[Start]

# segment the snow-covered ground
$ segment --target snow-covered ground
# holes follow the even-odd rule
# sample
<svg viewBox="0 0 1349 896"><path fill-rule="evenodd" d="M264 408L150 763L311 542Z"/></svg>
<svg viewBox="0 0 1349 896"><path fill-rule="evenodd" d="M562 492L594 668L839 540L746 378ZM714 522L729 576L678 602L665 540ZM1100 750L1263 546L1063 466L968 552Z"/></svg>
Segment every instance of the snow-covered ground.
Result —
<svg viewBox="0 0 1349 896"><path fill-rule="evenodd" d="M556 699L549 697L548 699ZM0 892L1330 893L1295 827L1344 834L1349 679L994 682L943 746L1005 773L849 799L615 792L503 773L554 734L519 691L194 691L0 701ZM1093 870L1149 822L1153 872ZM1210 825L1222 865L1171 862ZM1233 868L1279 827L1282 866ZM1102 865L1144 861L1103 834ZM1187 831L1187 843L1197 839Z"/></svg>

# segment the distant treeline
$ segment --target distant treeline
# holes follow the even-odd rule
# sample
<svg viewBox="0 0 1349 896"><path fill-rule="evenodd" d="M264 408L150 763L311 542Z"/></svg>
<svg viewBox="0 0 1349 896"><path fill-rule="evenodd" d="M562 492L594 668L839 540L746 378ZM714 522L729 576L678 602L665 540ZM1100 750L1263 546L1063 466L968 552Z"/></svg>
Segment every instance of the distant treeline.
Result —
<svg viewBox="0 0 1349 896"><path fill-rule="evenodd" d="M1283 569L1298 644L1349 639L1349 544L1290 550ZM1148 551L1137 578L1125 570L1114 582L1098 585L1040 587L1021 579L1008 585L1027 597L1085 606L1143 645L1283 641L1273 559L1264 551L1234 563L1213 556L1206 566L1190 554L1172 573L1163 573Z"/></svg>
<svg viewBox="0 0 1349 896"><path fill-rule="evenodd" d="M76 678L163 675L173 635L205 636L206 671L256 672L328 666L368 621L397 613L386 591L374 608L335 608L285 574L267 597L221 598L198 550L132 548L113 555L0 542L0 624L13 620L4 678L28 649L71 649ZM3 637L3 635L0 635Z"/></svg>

[End]

Quote every line of the entries above word for word, leaving nothing out and changing nothing.

# segment the snow-covered ground
$ segment --target snow-covered ground
# holes follow the even-odd rule
# sample
<svg viewBox="0 0 1349 896"><path fill-rule="evenodd" d="M264 408L150 763L311 542Z"/></svg>
<svg viewBox="0 0 1349 896"><path fill-rule="evenodd" d="M562 492L594 668L839 540L746 378ZM714 522L729 576L678 602L665 540ZM1100 750L1263 546L1063 466L968 552Z"/></svg>
Segment every instance of the snow-covered ground.
Result —
<svg viewBox="0 0 1349 896"><path fill-rule="evenodd" d="M556 699L549 697L548 699ZM0 892L1330 893L1295 827L1344 834L1349 679L994 682L943 746L1005 773L849 799L615 792L503 773L554 734L519 691L194 691L0 701ZM1093 870L1149 822L1153 872ZM1210 825L1222 865L1171 862ZM1233 868L1279 827L1282 866ZM1102 865L1144 861L1103 834ZM1187 831L1187 843L1197 839Z"/></svg>

# segment the distant treeline
$ segment --target distant treeline
# holes follow the even-odd rule
# sample
<svg viewBox="0 0 1349 896"><path fill-rule="evenodd" d="M264 408L150 763L311 542Z"/></svg>
<svg viewBox="0 0 1349 896"><path fill-rule="evenodd" d="M562 492L594 668L839 540L746 378ZM714 522L729 576L678 602L665 540ZM1100 750L1263 546L1063 466L968 552Z"/></svg>
Segment every instance of the distant treeline.
Result —
<svg viewBox="0 0 1349 896"><path fill-rule="evenodd" d="M1283 569L1298 644L1349 639L1349 544L1290 550ZM1148 551L1137 578L1125 570L1114 582L1098 585L1040 587L1021 579L1008 585L1027 597L1085 606L1143 645L1283 641L1273 559L1264 551L1234 563L1213 556L1206 566L1190 554L1172 573L1163 573Z"/></svg>
<svg viewBox="0 0 1349 896"><path fill-rule="evenodd" d="M76 678L163 675L173 635L205 636L206 671L256 672L328 666L368 621L397 613L386 591L374 608L335 608L285 574L267 597L221 598L198 550L132 548L113 555L0 542L0 624L13 620L4 678L28 649L71 649ZM3 637L3 635L0 635Z"/></svg>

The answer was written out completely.